SET PROBLEM: Turn only the portion of the records that opens with the line containing "Labeling guidelines — the class of interest is yellow" and runs to the end of the records into a numbered list, both ends included. Omit blank lines, and leave the pictures out.
* Begin *
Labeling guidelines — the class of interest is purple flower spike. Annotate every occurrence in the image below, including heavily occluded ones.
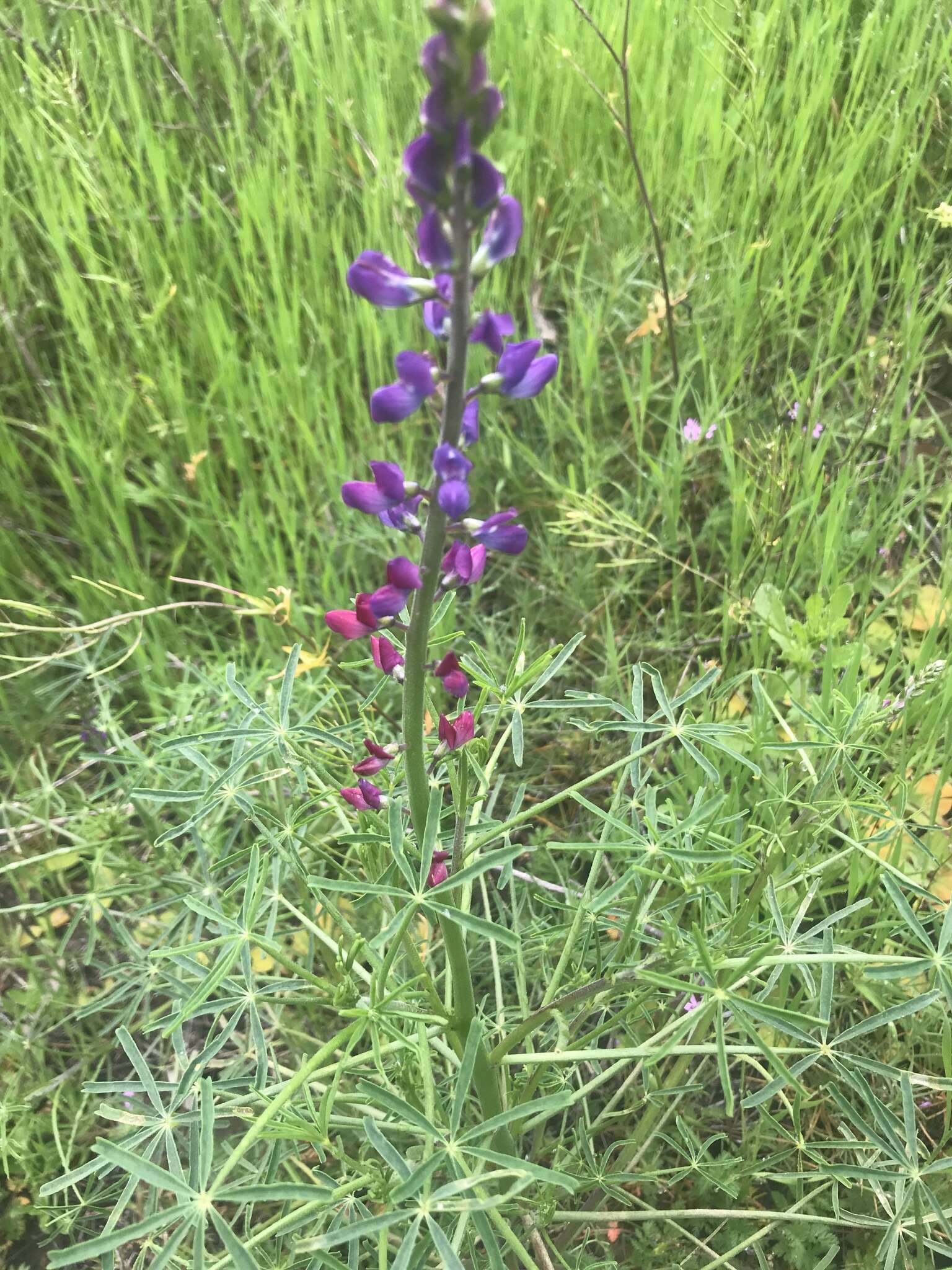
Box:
[442,538,486,587]
[437,480,470,521]
[346,252,437,309]
[379,494,423,533]
[462,397,480,446]
[435,710,476,758]
[464,507,529,555]
[472,194,522,275]
[369,556,423,617]
[340,460,418,515]
[470,309,515,357]
[416,207,453,270]
[426,851,449,887]
[403,132,447,200]
[371,349,437,423]
[350,737,400,776]
[433,441,472,480]
[470,154,505,212]
[482,339,558,397]
[433,653,470,697]
[371,635,403,683]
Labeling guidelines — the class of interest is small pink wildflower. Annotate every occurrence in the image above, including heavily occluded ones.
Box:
[682,419,700,441]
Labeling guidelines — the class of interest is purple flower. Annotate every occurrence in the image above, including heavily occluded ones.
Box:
[351,737,400,776]
[371,349,437,423]
[433,653,470,697]
[346,252,437,309]
[369,556,423,617]
[434,710,476,758]
[340,777,389,812]
[426,851,449,887]
[470,154,505,212]
[340,460,419,515]
[682,419,700,442]
[482,339,558,399]
[324,592,383,639]
[437,480,470,521]
[371,635,403,683]
[462,397,480,446]
[472,194,522,277]
[416,207,453,269]
[442,538,486,587]
[379,494,423,533]
[464,507,529,555]
[403,132,448,202]
[470,309,515,357]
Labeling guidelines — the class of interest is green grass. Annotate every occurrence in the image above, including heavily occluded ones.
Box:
[0,0,952,1270]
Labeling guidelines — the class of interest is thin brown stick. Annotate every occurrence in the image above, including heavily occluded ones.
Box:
[571,0,679,383]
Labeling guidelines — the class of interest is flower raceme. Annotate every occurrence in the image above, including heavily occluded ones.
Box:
[325,0,558,802]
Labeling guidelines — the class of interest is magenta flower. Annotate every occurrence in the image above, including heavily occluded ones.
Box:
[434,710,476,758]
[470,309,515,357]
[426,851,449,887]
[340,777,389,812]
[472,194,522,277]
[464,507,529,555]
[351,737,400,776]
[442,538,486,587]
[346,252,437,309]
[324,592,383,639]
[371,635,403,683]
[682,419,700,442]
[416,207,453,269]
[340,460,420,515]
[368,556,423,617]
[481,339,558,399]
[433,653,470,697]
[371,349,437,423]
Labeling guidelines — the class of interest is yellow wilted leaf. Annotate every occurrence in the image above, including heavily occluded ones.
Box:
[252,948,274,974]
[269,640,330,680]
[625,291,688,344]
[915,772,952,818]
[902,583,950,631]
[182,450,208,485]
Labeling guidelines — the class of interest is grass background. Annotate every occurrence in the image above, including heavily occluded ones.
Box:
[0,0,952,1264]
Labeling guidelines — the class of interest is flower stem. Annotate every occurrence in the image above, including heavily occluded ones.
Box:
[403,171,470,842]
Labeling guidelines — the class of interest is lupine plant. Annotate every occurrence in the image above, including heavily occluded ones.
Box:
[30,0,952,1270]
[325,0,558,1142]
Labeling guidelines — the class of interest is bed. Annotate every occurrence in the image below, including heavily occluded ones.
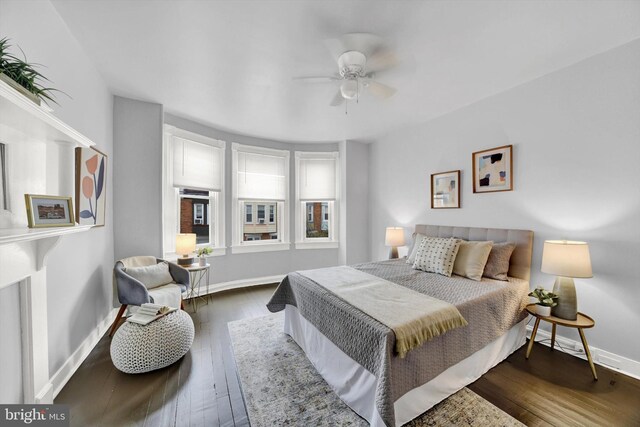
* End *
TASK RESPONSE:
1. Labeling guidelines — the class of interest is yellow wilted leaf. Annotate every occurrence in the image above, including heavily occluded ones.
2. Box:
3. [252,948,274,974]
4. [269,640,330,680]
5. [625,291,688,344]
6. [915,772,952,818]
7. [902,583,950,631]
8. [182,450,208,485]
9. Labeling guidelines — the class of interest is grass background. Annotate every occurrence in the image above, including heavily occluded ones.
10. Box:
11. [0,0,952,1264]
12. Labeling guidelines — the class of interest is flower stem. Annotate every occurrence in the image above, including heavily occluded ones.
13. Box:
14. [403,171,470,842]
15. Labeling guidelines — the class of interest is lupine plant. Annotate every occurrence in the image above, including heavily occluded ones.
16. Box:
17. [30,0,952,1270]
18. [325,0,558,1142]
19. Labeling guidelines — the class of interest is bed. Annotate every occurrence in the image below, including heavily occluded ones.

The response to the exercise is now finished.